GIVEN EXERCISE — Continue the news report on Nigeria's corporate income tax cut from the point where it ends.

EXTRACT PROVIDED —
<<<<
Federal Government to Forgo ₦1.4 Trillion in 2026 Revenue as Corporate Tax Cut Takes Effect

Published on 13 December 2025 at 09:13

Reported by: Ijeoma G | Edited by: Gabriel Osa

Nigeria’s Federal Government is set to forgo an estimated ₦1.4 trillion in revenue in 2026 following its decision to reduce the corporate income tax rate from 30 percent to 25 percent, marking one of the most significant fiscal policy shifts in recent years. The move forms a central pillar of the country’s newly consolidated tax reform framework, which authorities say is designed to stimulate investment, support business growth, and reposition the economy for long-term expansion.

The disclosure was made by the Chairman of the Presidential Fiscal Policy and Tax Reforms Committee, Mr. Taiwo Oyedele, who explained that the anticipated revenue loss reflects a deliberate policy choice rather than a fiscal oversight. According to him, the government is prioritising economic competitiveness and sustainability over short-term revenue gains, betting that a broader tax base and stronger private sector activity will ultimately compensate for the immediate shortfall.

The reduction in the corporate income tax rate represents a fundamental shift in Nigeria’s tax philosophy. For decades, the country has relied heavily on relatively high statutory tax rates, even as compliance levels remained low and many businesses operated informally or sought ways to minimise their tax exposure. Policymakers behind the reform argue that a lower rate will encourage compliance, reduce incentives for tax avoidance, and make Nigeria more attractive to both domestic and foreign investors.

Mr. Oyedele noted that while the projected ₦1.4 trillion revenue sacrifice is substantial, it must be viewed within the broader context of economic reform. He said the consolidated tax framework is not solely about cutting rates, but about simplifying the tax system, eliminating distortive levies, and improving administration. In his view, the true cost to the economy has been the complexity and unpredictability of Nigeria’s tax environment, which has often discouraged investment and constrained business expansion.

Corporate income tax is one of the federal government’s major non-oil revenue sources, paid primarily by medium and large companies operating across sectors such as manufacturing, telecommunications, banking, energy, and services. A reduction from 30 percent to 25 percent places Nigeria closer to the average corporate tax rates in many emerging markets, particularly within Africa, where several countries have adopted more competitive regimes to attract capital.

Supporters of the reform say the tax cut could be transformative for businesses struggling with high operating costs, inflationary pressures, foreign exchange volatility, and infrastructure gaps. Lower tax obligations, they argue, would free up capital for reinvestment, expansion, job creation, and innovation. Small and medium-sized enterprises, in particular, are expected to benefit indirectly if larger firms expand supply chains and increase demand for local inputs.
>>>>
GIVEN INFORMATION —
<<<<
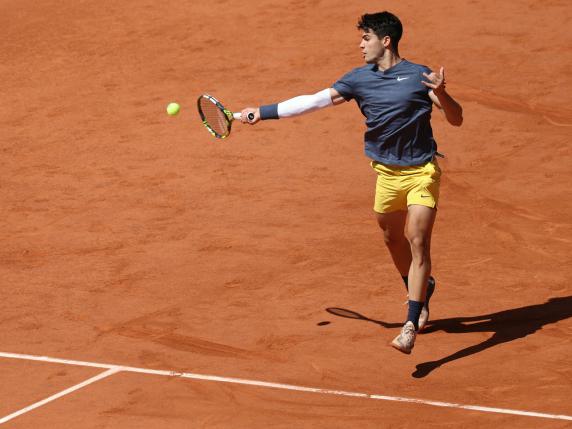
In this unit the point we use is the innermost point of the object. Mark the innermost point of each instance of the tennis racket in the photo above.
(217, 119)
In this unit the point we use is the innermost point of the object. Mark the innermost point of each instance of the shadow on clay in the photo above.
(507, 325)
>>>>
EXPECTED OUTPUT —
However, the policy has also sparked debate among fiscal analysts and civil society groups concerned about the implications for government revenue and public services. Nigeria faces persistent budget deficits, rising public debt, and mounting demands for spending on security, healthcare, education, and infrastructure. Critics question whether the country can afford such a large revenue sacrifice at a time when many Nigerians are grappling with economic hardship.

In response to these concerns, Mr. Oyedele emphasised that the tax cut is part of a carefully sequenced reform programme rather than an isolated measure. He explained that the consolidated framework includes steps to broaden the tax net, reduce exemptions that no longer serve economic objectives, and improve enforcement through digitalisation and better data integration. By bringing more economic actors into the formal system, the government hopes to generate higher overall revenue even at lower rates.

The reform agenda also seeks to address long-standing complaints from businesses about multiple taxation and overlapping levies imposed by different tiers of government. Industry groups have repeatedly argued that the cumulative tax burden, rather than the headline corporate rate alone, has been a major deterrent to investment. Officials say harmonising taxes and clarifying responsibilities among federal, state, and local authorities is a key component of the new framework.

Economists note that the success of the corporate tax reduction will depend heavily on effective implementation and complementary reforms. Without improvements in infrastructure, power supply, and regulatory certainty, a lower tax rate alone may not be sufficient to unlock the desired level of investment. There are also concerns that if revenue mobilisation does not improve as expected, the government could be forced to borrow more, potentially offsetting the gains from a more business-friendly tax regime.

International experience offers mixed lessons. Some countries that reduced corporate tax rates saw increased investment and higher long-term revenue, while others struggled to replace lost income, particularly where tax administration remained weak. Analysts say Nigeria’s large informal sector and history of tax evasion make enforcement reforms just as important as rate cuts.

For the government, the timing of the policy is also politically and economically significant. With economic reforms already placing pressure on households and businesses, authorities appear eager to signal support for the productive sector and reassure investors of policy stability. The corporate tax cut is being framed as part of a broader effort to reset the economy, shift away from overreliance on oil revenues, and foster inclusive growth driven by private enterprise.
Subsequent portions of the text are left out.